» THE TASK:
Locate the line containing "like [(285, 452)]." in the material below; repeat it and every line after it, exactly as written.

» RAW RECORDS:
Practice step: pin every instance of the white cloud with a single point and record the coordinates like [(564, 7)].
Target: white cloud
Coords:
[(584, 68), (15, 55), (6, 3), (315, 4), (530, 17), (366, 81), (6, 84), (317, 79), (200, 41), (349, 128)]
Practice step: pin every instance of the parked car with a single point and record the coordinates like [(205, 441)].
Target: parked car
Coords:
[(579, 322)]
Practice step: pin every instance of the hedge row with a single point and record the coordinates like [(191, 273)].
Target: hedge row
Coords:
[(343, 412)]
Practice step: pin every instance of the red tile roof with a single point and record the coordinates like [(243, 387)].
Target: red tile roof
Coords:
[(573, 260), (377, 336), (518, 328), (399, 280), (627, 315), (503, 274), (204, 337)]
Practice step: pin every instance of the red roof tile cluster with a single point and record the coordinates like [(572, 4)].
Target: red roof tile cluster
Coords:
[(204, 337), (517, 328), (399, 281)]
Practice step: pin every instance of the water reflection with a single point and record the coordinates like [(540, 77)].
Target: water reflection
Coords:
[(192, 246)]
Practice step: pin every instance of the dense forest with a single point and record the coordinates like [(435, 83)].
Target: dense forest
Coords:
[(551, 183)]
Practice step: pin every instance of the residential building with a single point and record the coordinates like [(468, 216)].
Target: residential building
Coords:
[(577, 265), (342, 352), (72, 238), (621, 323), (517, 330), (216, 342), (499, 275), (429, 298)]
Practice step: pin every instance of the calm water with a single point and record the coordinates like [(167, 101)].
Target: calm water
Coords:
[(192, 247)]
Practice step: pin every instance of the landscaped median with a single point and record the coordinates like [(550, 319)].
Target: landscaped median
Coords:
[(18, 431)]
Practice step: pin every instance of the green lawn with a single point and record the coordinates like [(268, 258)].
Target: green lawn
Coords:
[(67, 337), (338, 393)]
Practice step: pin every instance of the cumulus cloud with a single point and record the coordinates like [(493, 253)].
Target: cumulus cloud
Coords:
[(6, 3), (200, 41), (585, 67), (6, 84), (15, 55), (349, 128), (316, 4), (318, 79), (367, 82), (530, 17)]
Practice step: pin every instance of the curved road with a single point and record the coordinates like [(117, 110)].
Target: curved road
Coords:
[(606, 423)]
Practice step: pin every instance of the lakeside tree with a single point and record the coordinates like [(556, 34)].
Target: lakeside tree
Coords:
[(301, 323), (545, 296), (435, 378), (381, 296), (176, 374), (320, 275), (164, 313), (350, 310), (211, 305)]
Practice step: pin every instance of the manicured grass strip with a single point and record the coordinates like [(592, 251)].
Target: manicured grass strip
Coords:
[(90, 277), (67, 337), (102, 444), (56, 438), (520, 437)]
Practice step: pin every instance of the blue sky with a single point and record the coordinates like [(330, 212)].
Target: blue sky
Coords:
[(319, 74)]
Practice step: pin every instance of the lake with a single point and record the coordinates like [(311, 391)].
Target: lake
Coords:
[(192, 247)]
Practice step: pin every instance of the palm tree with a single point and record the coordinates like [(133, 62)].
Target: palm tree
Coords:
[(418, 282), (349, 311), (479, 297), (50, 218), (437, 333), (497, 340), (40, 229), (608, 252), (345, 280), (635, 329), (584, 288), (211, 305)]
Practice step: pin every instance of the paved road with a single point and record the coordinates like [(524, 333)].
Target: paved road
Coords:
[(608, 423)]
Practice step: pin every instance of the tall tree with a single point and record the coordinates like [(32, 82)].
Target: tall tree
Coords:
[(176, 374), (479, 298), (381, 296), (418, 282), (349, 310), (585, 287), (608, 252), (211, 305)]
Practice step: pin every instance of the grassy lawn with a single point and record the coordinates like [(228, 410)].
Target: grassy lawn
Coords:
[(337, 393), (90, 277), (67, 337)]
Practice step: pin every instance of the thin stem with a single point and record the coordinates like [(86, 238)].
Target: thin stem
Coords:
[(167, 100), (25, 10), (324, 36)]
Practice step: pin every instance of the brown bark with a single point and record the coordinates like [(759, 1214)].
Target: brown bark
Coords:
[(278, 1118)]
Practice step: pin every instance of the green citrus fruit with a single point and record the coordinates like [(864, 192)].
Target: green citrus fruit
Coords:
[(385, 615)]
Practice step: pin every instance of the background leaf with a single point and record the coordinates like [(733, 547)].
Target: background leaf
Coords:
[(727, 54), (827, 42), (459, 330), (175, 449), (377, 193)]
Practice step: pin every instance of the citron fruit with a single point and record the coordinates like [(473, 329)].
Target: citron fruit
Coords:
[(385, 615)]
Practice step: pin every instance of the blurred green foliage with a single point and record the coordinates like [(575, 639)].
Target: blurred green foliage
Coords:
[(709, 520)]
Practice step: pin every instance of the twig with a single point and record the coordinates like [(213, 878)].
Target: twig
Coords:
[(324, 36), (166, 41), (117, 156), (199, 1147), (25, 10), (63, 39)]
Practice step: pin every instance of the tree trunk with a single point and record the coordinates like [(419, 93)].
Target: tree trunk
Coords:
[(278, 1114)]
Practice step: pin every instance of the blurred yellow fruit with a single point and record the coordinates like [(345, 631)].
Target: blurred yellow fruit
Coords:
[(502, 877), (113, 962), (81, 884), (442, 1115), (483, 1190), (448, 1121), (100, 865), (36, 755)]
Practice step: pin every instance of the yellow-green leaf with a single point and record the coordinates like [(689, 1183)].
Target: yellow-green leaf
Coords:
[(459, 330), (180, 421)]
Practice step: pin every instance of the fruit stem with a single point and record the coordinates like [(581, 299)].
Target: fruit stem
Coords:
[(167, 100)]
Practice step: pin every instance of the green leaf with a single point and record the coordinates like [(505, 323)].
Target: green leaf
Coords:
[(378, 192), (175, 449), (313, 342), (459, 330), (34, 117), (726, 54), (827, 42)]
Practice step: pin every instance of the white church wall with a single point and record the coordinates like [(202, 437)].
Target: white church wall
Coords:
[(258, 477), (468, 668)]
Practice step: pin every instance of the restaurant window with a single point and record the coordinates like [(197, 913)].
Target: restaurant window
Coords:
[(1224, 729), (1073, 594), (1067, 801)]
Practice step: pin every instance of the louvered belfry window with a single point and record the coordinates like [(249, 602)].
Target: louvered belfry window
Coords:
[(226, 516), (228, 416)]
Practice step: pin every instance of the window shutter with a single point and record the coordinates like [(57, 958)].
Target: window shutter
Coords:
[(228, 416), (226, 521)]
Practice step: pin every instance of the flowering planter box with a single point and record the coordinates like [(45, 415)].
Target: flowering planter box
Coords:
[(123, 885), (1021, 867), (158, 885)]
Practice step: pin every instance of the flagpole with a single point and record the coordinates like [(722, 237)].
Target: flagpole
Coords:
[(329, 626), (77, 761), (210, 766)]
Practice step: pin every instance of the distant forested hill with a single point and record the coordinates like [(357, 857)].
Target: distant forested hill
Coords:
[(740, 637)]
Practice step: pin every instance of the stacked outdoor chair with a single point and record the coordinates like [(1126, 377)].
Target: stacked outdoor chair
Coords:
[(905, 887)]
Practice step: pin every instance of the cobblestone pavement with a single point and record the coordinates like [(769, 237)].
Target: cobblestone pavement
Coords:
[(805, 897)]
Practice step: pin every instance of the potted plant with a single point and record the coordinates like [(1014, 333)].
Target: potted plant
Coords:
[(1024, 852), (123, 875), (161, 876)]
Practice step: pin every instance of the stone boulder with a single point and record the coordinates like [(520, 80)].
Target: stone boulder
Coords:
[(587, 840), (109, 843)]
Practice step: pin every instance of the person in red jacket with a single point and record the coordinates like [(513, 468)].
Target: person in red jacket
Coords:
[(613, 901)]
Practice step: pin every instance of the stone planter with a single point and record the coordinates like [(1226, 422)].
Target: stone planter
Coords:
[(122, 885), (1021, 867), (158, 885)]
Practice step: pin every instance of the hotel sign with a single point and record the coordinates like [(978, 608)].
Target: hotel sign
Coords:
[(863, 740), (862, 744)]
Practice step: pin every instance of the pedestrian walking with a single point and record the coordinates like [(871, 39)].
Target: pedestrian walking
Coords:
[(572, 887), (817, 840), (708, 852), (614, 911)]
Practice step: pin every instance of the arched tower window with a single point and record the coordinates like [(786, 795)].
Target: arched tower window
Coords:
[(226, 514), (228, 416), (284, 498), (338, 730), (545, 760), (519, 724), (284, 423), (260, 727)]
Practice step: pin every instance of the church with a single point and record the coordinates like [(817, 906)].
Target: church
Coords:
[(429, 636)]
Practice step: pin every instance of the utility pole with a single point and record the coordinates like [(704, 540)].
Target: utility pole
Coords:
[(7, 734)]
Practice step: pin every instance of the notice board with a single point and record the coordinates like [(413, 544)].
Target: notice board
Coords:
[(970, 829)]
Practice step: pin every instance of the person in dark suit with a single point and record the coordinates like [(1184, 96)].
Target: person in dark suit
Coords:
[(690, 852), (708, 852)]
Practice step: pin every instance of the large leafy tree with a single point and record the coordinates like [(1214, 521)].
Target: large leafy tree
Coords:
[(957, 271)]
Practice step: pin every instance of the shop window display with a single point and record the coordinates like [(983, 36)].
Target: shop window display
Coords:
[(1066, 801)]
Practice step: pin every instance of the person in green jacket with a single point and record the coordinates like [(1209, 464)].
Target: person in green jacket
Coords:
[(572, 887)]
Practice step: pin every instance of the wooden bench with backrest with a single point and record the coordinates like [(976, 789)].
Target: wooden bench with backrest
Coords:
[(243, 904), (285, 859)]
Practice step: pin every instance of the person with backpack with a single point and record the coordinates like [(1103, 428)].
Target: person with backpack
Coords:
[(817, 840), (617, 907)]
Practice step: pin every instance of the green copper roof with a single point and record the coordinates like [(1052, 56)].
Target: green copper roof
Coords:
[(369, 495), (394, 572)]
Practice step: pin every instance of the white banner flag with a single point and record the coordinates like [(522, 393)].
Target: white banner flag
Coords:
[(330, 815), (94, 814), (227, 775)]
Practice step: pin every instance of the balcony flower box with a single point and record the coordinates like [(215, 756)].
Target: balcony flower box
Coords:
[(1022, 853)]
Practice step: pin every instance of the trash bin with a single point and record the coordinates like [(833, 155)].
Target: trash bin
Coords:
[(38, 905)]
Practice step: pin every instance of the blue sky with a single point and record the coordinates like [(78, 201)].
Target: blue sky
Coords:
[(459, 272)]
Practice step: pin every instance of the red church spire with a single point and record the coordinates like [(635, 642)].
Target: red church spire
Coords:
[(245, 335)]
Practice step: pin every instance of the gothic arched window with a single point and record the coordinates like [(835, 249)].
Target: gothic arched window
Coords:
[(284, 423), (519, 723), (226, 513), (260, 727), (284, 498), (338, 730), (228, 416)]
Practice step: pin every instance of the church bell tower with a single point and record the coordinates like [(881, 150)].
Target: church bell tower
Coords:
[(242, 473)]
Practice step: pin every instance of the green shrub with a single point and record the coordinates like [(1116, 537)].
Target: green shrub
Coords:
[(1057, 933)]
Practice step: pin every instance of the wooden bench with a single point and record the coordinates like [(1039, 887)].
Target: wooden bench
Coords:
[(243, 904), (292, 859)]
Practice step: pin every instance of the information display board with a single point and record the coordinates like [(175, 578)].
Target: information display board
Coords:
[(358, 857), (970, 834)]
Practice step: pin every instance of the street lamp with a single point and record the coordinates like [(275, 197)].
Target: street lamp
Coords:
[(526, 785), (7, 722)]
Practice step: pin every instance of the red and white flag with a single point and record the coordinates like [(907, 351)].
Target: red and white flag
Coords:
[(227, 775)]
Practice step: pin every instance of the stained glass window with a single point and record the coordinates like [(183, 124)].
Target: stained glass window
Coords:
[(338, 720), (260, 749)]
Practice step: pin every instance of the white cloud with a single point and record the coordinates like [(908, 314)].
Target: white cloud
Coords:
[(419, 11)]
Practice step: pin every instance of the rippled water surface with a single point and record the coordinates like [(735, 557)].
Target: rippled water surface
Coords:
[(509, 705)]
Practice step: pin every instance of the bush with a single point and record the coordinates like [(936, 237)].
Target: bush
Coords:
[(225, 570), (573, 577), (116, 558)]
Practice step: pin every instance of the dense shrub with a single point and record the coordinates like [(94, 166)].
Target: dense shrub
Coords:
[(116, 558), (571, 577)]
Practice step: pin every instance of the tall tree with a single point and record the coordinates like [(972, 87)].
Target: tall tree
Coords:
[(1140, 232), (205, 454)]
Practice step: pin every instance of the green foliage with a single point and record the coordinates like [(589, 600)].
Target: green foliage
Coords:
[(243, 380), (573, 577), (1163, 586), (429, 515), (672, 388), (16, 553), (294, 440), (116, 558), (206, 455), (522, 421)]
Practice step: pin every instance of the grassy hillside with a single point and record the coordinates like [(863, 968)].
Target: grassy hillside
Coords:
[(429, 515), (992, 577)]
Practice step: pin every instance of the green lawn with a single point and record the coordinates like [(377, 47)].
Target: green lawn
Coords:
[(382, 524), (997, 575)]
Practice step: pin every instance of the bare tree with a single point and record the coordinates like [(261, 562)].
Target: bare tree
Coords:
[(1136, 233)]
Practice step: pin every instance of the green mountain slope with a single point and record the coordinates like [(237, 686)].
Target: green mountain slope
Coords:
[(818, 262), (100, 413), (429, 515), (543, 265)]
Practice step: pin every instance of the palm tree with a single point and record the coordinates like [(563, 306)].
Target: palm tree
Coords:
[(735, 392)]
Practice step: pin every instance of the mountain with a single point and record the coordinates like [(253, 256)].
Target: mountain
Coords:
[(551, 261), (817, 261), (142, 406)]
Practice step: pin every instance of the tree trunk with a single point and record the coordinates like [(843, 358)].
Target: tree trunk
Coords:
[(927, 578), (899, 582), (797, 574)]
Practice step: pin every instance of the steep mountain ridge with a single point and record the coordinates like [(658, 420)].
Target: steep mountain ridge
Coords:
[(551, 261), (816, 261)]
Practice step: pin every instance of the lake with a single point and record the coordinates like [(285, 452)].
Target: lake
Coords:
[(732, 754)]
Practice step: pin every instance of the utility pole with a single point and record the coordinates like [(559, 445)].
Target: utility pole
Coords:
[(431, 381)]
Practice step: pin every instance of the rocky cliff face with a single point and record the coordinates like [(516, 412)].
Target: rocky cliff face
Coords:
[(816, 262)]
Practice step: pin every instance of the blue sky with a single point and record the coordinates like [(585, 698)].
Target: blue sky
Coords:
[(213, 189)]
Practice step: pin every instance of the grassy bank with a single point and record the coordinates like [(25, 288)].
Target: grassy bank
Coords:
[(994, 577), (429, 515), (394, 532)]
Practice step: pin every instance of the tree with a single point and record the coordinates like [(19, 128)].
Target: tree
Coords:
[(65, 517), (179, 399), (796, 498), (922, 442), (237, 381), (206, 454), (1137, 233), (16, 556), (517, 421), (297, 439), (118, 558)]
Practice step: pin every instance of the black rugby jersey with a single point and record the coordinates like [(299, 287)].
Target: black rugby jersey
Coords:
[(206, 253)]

» THE OUTPUT:
Practice step: pin every instance of the lake with a single point and record the coordinates like [(285, 452)].
Target: lake
Coords:
[(732, 754)]
Practice step: pin every instance of the utility pole with a single point and record the coordinates like [(559, 445)].
Target: utility pole
Coords:
[(431, 381)]
Practice step: pin every instance of the rocky cliff face with a single point and record the coordinates like [(516, 412)].
Target: rocky cliff face
Coords:
[(816, 262)]
Practice step: pin every instance of the blue sky with a single point and record the coordinates like [(585, 698)].
Target: blue sky
Coords:
[(213, 189)]
Practice step: pin every instance of the grassy bank with a single point and record the coordinates like [(25, 288)].
Target: grassy bank
Coords:
[(994, 577), (429, 515), (394, 532)]
Practice step: pin every instance of the tree with a single point and record the coordinates like [(19, 128)].
Target: tree
Coords:
[(65, 517), (179, 399), (796, 498), (922, 442), (237, 381), (206, 454), (1137, 233), (16, 556), (517, 421), (297, 439), (118, 558)]
Practice step: pin every instance of the black rugby jersey with a single point and record the coordinates like [(299, 287)].
Target: black rugby jersey
Coords:
[(206, 253)]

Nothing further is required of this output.